> [Exercise requirements]:
Reproduce only the lines that run from the line with "the fog light" to the last line of the material, both ends included, exactly as they appear.

> [Excerpt from a dataset]:
*****
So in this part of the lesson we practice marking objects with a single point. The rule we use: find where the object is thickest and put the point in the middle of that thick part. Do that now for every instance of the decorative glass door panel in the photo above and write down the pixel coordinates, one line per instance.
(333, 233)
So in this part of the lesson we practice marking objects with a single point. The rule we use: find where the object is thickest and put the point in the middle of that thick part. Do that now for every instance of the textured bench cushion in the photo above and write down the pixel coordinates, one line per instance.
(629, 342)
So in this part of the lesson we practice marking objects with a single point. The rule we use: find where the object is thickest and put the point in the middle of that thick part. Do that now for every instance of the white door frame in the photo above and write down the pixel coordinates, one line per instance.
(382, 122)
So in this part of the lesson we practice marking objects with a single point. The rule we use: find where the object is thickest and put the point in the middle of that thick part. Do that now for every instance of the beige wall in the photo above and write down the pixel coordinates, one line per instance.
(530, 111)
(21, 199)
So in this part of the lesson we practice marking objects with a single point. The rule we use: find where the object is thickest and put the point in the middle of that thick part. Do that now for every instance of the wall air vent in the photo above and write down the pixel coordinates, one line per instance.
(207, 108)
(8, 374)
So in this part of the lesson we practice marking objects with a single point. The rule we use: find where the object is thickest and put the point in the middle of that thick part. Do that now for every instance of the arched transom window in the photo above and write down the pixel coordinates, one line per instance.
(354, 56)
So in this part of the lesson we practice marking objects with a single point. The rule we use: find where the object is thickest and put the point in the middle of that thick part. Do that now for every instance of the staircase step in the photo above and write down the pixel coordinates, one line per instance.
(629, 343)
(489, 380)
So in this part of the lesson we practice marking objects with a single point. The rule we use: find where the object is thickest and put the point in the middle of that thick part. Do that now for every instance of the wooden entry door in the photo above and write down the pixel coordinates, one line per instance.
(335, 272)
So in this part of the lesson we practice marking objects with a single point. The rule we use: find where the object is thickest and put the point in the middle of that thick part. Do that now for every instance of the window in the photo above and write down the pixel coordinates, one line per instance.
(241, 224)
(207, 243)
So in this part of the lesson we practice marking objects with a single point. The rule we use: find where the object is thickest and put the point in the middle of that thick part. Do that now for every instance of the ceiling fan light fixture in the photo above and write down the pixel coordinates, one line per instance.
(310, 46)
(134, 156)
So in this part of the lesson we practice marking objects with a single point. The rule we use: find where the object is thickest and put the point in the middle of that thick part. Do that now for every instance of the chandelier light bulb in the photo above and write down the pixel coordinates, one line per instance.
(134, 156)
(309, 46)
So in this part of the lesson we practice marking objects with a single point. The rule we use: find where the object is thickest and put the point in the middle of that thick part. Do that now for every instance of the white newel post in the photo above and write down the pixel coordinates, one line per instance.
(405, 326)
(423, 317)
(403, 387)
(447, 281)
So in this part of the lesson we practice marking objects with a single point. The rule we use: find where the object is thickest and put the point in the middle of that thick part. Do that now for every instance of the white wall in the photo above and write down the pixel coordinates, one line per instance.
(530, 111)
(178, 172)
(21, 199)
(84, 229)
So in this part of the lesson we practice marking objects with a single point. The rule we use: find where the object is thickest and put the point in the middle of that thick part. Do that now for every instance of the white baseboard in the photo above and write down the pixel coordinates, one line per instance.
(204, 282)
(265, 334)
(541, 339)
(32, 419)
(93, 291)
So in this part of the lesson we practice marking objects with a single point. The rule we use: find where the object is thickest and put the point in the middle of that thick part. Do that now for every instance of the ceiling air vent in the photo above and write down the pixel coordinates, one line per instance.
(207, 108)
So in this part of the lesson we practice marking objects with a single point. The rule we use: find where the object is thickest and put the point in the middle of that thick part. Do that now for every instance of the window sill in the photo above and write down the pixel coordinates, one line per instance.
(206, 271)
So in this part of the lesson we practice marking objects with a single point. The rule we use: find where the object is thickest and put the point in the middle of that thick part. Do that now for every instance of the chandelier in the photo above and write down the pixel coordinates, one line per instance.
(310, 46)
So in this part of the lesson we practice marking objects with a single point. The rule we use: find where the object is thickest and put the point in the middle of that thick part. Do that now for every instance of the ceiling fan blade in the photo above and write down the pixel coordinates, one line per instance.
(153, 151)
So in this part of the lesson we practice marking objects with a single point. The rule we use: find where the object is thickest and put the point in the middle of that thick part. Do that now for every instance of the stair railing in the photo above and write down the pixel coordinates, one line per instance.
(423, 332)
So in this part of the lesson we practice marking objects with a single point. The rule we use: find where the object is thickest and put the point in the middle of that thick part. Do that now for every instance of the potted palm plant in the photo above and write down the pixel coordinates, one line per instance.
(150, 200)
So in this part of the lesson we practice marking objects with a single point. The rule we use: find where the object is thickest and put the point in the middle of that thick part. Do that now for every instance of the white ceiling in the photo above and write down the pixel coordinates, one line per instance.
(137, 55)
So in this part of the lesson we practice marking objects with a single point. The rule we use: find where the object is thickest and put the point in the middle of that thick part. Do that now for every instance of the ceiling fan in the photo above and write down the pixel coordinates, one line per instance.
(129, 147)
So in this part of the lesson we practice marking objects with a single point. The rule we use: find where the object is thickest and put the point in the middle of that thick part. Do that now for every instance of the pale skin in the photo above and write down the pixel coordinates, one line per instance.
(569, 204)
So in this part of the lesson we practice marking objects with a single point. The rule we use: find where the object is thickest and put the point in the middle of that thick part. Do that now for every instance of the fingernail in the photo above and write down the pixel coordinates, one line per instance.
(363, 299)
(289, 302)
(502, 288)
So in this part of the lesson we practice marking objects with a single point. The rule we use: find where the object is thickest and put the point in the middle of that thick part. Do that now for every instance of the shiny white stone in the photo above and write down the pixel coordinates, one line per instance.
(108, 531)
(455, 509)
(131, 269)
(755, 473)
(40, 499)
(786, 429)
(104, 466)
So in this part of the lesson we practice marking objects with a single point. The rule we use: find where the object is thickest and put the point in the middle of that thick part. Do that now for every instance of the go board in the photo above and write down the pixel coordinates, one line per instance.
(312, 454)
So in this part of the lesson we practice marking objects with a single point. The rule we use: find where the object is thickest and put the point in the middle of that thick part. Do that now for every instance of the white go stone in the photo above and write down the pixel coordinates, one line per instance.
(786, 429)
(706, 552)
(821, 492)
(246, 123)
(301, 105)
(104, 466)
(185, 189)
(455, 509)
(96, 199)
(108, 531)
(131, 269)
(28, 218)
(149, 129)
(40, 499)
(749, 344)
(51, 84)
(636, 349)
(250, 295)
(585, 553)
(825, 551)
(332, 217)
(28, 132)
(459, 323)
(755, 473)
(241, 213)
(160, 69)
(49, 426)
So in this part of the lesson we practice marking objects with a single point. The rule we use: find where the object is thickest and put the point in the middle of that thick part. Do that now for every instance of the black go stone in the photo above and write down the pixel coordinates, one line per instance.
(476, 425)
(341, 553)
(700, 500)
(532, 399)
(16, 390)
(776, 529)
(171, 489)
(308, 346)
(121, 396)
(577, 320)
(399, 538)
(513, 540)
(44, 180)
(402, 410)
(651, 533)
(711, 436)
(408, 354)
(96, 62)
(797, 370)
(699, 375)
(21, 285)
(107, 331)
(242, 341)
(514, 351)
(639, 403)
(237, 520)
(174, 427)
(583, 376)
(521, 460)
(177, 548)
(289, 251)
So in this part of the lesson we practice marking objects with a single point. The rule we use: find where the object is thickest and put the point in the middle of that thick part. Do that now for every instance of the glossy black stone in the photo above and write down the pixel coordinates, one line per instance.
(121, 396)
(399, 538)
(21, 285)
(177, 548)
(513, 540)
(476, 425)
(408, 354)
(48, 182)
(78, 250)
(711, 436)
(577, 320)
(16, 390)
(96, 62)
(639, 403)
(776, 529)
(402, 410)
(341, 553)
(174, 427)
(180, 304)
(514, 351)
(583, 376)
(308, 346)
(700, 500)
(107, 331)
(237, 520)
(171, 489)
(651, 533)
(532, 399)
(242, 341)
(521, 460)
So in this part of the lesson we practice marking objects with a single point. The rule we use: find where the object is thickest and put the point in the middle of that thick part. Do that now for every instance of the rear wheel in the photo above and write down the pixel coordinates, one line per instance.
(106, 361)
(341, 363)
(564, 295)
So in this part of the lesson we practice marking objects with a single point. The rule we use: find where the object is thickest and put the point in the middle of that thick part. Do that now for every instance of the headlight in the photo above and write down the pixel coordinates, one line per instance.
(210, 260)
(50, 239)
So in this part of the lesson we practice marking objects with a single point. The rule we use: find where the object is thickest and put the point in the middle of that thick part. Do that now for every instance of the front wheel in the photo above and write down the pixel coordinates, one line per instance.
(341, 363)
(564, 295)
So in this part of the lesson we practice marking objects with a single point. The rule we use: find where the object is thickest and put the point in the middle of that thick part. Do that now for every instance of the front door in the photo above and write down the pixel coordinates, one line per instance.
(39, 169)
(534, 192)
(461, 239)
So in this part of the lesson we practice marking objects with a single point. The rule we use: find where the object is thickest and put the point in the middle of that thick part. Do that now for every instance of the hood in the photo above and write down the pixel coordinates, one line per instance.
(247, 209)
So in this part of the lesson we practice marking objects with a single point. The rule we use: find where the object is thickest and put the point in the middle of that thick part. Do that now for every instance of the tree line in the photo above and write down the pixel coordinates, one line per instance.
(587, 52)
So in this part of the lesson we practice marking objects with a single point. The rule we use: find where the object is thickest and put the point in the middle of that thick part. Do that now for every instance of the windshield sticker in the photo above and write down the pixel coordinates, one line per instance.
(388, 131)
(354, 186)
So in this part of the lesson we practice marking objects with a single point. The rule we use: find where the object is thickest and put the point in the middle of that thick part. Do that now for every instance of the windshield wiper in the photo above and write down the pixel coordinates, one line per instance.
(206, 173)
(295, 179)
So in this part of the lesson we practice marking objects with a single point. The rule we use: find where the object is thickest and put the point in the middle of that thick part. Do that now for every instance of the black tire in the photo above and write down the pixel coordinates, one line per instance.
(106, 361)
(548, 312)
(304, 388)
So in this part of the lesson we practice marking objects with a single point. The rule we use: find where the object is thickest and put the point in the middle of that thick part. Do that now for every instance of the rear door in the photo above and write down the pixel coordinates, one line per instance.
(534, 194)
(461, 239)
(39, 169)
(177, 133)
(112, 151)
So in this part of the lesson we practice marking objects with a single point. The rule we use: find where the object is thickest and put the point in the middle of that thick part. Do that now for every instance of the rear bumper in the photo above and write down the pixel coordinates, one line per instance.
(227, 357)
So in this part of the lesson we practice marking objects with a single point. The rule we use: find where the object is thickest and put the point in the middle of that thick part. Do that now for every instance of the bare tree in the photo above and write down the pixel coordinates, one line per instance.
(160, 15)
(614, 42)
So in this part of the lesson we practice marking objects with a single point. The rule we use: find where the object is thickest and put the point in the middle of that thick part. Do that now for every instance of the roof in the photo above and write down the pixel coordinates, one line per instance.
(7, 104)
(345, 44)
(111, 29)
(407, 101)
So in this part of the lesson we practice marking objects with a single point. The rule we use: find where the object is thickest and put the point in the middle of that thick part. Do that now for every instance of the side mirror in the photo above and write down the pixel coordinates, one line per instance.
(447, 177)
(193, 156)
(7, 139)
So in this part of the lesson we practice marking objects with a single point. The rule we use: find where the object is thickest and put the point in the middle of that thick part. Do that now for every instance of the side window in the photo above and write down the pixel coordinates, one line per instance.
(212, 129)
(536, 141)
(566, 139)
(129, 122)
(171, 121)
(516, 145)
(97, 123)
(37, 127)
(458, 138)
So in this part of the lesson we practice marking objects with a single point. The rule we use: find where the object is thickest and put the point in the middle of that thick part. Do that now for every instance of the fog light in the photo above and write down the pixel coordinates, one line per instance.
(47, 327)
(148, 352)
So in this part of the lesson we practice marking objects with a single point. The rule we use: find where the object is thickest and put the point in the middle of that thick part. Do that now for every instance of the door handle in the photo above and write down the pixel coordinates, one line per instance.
*****
> [Answer to this exercise]:
So in this part of the lesson we practice marking objects with a single point. The rule we use: find where the object is thickest and put the point in the middle of that thick part. Do that now for every instance of the fog light in the photo above and write down the pixel coordinates, one line per instance.
(47, 327)
(148, 352)
So in this part of the lesson we practice marking objects with a single point. The rule we use: find where the object is thickest and put the point in the middle of that thick part. Do that now for every instance of the door handle in the photo above and write down the pixel coordinates, one line per instance.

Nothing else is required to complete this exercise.